• [The request]: Find every line in the items below that contains the word "gray", and copy each of those lines in full.

• [Dataset content]:
* Begin *

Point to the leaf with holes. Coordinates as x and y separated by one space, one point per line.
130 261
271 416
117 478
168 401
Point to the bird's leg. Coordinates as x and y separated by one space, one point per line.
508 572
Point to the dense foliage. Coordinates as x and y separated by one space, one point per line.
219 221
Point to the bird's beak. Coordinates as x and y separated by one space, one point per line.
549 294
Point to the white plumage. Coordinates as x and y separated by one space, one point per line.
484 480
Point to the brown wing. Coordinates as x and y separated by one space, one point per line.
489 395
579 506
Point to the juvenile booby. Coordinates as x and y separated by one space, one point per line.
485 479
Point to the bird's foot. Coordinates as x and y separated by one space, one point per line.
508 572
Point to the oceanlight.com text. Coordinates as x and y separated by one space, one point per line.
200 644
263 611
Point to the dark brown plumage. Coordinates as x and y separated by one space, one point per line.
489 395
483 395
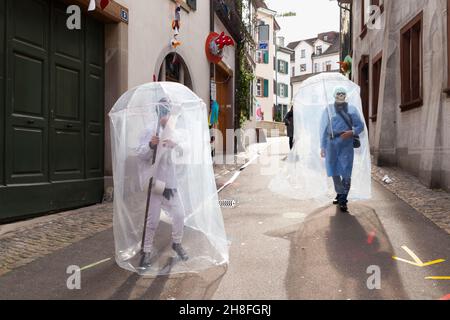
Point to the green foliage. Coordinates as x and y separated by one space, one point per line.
245 76
244 97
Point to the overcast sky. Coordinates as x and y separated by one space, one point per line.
313 17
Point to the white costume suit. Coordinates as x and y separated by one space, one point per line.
165 172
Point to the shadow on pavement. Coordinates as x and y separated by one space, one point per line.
46 278
331 251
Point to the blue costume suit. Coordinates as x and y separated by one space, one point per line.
339 152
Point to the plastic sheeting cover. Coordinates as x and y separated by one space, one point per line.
304 174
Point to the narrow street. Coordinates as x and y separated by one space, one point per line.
279 250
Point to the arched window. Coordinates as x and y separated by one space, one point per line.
174 69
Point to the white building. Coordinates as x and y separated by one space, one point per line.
313 56
265 55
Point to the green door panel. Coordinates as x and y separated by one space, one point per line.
26 125
94 99
67 100
2 88
52 118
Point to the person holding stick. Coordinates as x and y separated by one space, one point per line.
162 190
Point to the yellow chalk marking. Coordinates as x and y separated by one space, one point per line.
95 264
417 262
437 278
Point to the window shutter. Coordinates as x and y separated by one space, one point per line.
266 88
266 57
192 4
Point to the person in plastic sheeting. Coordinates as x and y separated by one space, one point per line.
337 132
165 180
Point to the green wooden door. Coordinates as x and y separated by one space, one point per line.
53 112
2 88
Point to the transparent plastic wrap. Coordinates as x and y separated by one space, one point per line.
306 175
162 164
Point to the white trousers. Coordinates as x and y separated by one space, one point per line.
174 208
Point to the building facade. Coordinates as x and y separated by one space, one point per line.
265 55
60 84
314 56
401 61
282 84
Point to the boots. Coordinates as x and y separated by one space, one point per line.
145 260
180 251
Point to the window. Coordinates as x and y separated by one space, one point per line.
303 54
283 66
259 87
318 50
283 90
376 78
262 87
263 33
363 19
411 64
262 56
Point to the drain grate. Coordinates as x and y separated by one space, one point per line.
228 204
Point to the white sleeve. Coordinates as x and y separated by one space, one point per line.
143 151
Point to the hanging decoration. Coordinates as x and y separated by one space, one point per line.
214 116
93 4
176 25
215 43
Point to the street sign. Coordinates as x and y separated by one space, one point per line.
213 90
263 46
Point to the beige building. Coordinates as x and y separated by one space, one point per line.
314 56
401 61
265 55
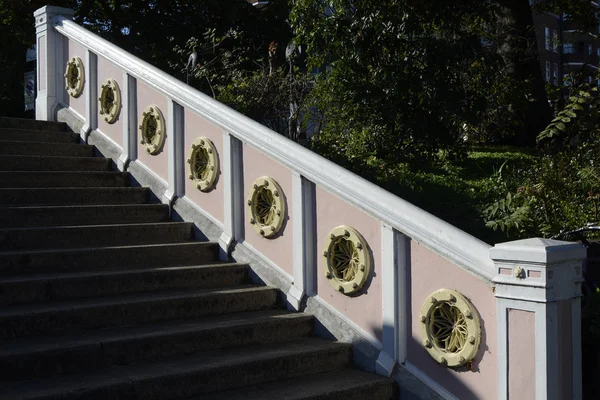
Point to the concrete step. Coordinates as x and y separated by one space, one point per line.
23 123
107 258
29 135
94 235
345 384
192 375
42 288
43 357
74 317
38 216
73 196
13 148
53 163
27 179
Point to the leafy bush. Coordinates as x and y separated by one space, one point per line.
562 190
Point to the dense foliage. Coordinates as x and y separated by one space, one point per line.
561 191
402 79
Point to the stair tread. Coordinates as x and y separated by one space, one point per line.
132 375
116 226
41 277
16 123
26 131
105 248
86 206
71 305
302 387
31 156
74 173
27 143
110 335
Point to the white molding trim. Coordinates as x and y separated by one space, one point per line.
51 74
149 171
303 196
285 275
436 387
389 280
129 116
174 152
202 211
366 336
576 348
91 95
402 300
233 226
446 240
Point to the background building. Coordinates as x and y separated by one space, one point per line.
564 48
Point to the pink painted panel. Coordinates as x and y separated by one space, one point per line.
278 249
159 163
521 354
107 70
42 62
77 104
211 202
565 349
364 308
427 273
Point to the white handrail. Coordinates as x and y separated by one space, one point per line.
445 239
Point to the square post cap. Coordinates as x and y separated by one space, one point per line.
537 251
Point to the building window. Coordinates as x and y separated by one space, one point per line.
569 48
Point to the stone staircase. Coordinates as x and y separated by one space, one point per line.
103 297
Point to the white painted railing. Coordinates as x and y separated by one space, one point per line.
418 253
420 225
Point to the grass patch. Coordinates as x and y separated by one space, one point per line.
457 191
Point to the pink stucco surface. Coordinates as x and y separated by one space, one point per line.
363 308
565 349
107 70
427 273
212 201
278 249
77 104
521 354
159 163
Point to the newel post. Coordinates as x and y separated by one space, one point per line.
50 53
538 289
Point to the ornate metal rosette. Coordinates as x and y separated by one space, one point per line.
203 163
450 328
74 77
266 207
152 129
110 101
347 261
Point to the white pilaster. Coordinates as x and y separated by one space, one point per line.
129 116
91 97
303 213
233 229
389 279
50 57
175 152
534 275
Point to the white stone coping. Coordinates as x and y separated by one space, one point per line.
443 238
537 251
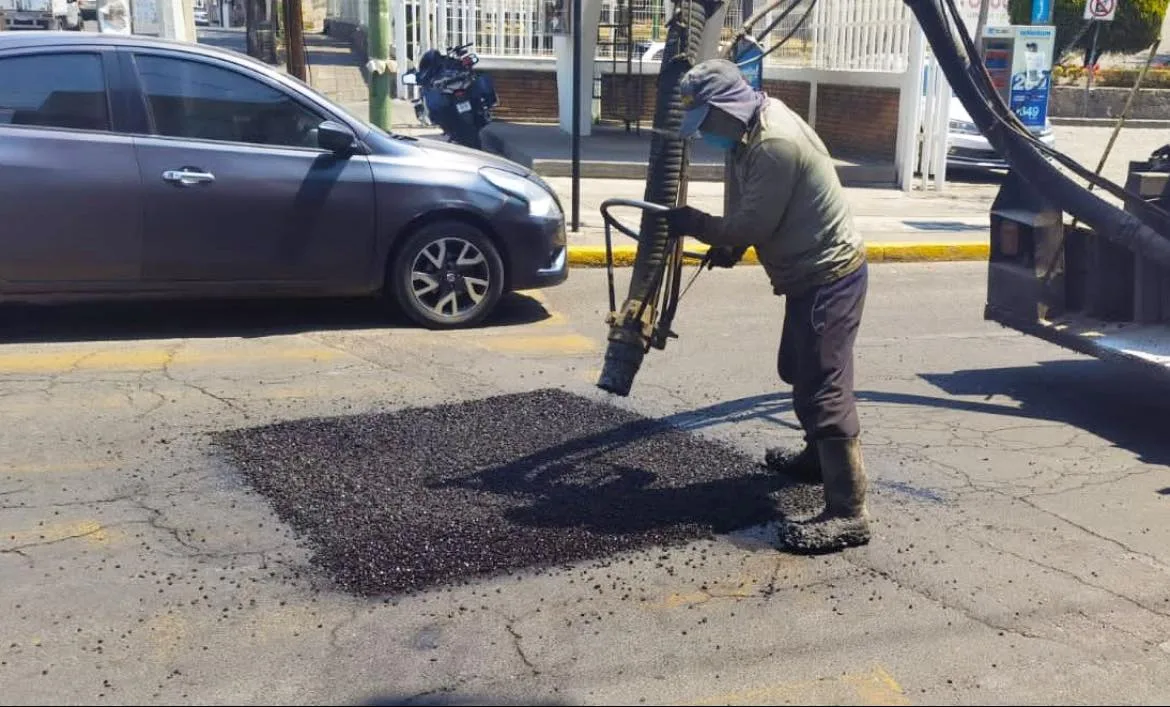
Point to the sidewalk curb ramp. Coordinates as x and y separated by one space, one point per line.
592 256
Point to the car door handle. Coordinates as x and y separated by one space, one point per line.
187 177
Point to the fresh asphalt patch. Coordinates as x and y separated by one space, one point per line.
425 496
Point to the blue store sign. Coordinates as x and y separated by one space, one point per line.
1041 12
1031 74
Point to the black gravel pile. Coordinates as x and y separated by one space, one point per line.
408 500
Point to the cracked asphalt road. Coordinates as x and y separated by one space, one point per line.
1020 551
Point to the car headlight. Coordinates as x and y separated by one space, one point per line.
963 127
539 201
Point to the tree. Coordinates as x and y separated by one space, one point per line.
1135 27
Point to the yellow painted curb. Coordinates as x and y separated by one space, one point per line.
593 256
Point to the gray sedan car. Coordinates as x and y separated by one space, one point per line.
139 167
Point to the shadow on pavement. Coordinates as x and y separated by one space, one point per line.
1110 402
27 323
442 697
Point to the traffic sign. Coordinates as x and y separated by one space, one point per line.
1102 11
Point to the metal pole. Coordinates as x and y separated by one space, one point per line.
294 40
577 115
979 25
1089 62
379 61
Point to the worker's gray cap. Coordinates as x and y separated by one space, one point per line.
715 82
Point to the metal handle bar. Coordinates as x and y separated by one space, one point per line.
611 220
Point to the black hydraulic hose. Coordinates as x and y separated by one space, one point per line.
1102 217
631 328
1150 213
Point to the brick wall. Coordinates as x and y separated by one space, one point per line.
616 95
858 121
623 96
525 96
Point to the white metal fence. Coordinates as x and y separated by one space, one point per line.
854 35
860 35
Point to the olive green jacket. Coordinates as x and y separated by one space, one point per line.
785 199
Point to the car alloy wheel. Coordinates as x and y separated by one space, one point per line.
448 275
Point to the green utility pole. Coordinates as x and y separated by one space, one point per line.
379 59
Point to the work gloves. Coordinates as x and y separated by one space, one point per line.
723 256
688 220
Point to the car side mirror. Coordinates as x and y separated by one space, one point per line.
336 138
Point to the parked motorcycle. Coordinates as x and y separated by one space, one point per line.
453 95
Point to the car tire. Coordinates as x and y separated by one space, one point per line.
447 275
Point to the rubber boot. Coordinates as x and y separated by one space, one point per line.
845 520
803 466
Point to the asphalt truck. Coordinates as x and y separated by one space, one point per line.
1065 263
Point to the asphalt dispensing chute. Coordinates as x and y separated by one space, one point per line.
646 315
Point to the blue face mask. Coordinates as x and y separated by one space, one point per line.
718 141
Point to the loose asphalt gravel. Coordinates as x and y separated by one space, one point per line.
407 500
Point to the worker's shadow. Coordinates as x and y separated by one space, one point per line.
618 494
600 484
1116 404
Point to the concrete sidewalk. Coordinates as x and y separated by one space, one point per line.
616 152
895 225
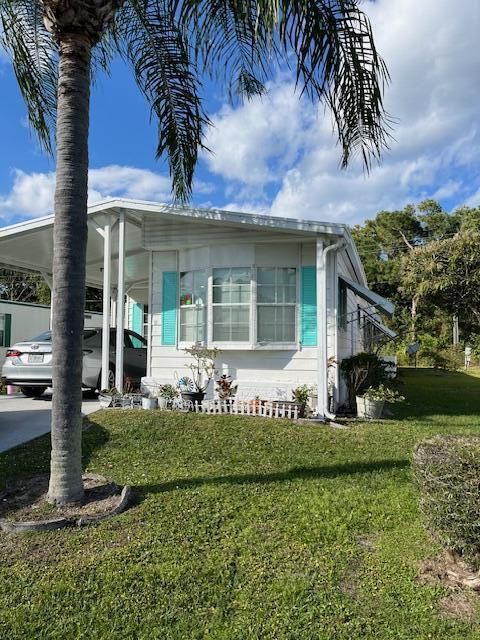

* End *

• [Result of this task]:
Point to the gray sedan car. Coordinates as x and y separated by one space, one point per line.
Point to the worker's gray cap. Coordinates as x and y separated by one space, one point per line.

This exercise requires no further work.